* ASSIGNMENT 1: Please print the Shreveport passage from "Not long ago" to "On? In? Shreveport?", copying it word for word.
* ASSIGNMENT 2:
Answer these questions from the Shreveport passage:
(a) In what city and state did the reported case take place?
(b) Whom did the police chief want to hold criminally liable?
(c) What did the town council require station attendants to make their customers do?
* ASSIGNMENT 3: Continue the Shreveport passage after its last sentence.

Unless you have forgotten the purpose for laws in the first place.
And many in law enforcement do.
Not long ago I reported on an even more absurd case, in Shreveport, Louisiana. There, the police chief cooked up this hare-brained idea of holding gas station employees and owners criminally liable in cases where drivers drive away without paying.
I can almost hear your incredulity. What? Is? Going? On? In? Shreveport?
Well, you see, the chief got the town council to require station attendants to make their customers pre-pay. If they don’t, and the driver drives off without paying, then the attendant is also a criminal!

* RECORDS SUPPLIED:
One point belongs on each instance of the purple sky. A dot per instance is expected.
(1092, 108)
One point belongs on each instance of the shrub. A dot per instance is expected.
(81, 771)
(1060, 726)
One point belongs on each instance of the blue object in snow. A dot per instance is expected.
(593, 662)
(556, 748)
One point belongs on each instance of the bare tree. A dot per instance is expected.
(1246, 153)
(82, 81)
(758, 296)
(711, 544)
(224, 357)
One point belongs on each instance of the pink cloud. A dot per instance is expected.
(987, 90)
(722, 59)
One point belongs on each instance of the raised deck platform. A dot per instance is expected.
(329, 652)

==

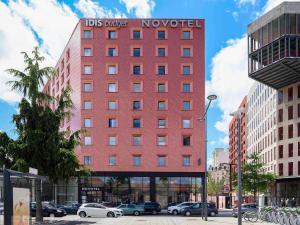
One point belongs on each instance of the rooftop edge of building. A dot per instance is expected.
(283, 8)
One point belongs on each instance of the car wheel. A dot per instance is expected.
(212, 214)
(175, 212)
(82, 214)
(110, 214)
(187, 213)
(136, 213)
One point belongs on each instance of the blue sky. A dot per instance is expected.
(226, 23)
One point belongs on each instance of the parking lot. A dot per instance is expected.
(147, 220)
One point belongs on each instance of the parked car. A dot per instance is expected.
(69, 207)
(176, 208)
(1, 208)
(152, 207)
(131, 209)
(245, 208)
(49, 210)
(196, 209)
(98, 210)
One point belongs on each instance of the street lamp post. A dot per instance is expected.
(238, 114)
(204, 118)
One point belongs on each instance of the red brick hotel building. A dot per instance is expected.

==

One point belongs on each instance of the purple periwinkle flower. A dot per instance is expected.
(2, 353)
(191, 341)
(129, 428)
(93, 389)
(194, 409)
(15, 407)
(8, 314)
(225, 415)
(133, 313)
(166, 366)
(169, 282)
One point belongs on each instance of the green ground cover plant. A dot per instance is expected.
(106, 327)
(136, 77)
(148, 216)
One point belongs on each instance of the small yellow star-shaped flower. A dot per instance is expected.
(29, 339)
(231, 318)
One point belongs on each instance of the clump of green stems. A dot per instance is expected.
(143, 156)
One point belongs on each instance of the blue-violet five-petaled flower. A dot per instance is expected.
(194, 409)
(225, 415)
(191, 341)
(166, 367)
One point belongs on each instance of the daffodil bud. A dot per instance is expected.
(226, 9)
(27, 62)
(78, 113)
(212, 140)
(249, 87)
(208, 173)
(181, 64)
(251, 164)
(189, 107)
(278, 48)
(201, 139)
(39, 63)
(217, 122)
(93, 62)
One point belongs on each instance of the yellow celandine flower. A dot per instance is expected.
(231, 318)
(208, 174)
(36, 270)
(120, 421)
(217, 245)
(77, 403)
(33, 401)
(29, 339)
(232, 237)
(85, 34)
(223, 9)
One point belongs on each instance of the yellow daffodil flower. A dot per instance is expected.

* WRITTEN RESPONSE 1:
Not long ago I reported on an even more absurd case, in Shreveport, Louisiana. There, the police chief cooked up this hare-brained idea of holding gas station employees and owners criminally liable in cases where drivers drive away without paying.
I can almost hear your incredulity. What? Is? Going? On? In? Shreveport?

* WRITTEN RESPONSE 2:
(a) Shreveport, Louisiana
(b) Gas station employees and owners
(c) Pre-pay

* WRITTEN RESPONSE 3:
This sort of regulation of everyday life is all too common. The basic idea is to scribble out a criminal code to make it easy for law enforcement. To you and me, prepaying for fuel is cumbersome. We rarely know how much gas we need beforehand. That is, we usually want to fill the tank, not just put “ten dollars” in. This simple fact of consumer preference, on the other hand, doesn’t mean anything to certain bureaucratically minded police chiefs. Or politicians. For them, the purpose of citizens is to obey the law whatever the law is.
Nonsense, of course. We fought a revolution to stop such nonsense. But it keeps coming back up.
Of course, some of today’s prosecutorial overkill qualifies more as vengeance than anything else. When the city of Sheboygan, Wisconsin, sent Jennifer Reisinger a cease-and-desist letter for her linking to the city government’s website on her own website, without one ounce of a good reason. Linking is the whole purpose of the Web, and Ms. Reisinger, a political activist, had every reason and justification for putting up a mere link to the city’s Web address.
But the city went ahead with the letter. Why? Because Ms. Reisinger was a pest. She had tried to get Sheboygan’s mayor, Juan Perez, recalled. For this activism, she was attacked by her own government. With a nasty, threatening letter.
So what are we to make of stories like this?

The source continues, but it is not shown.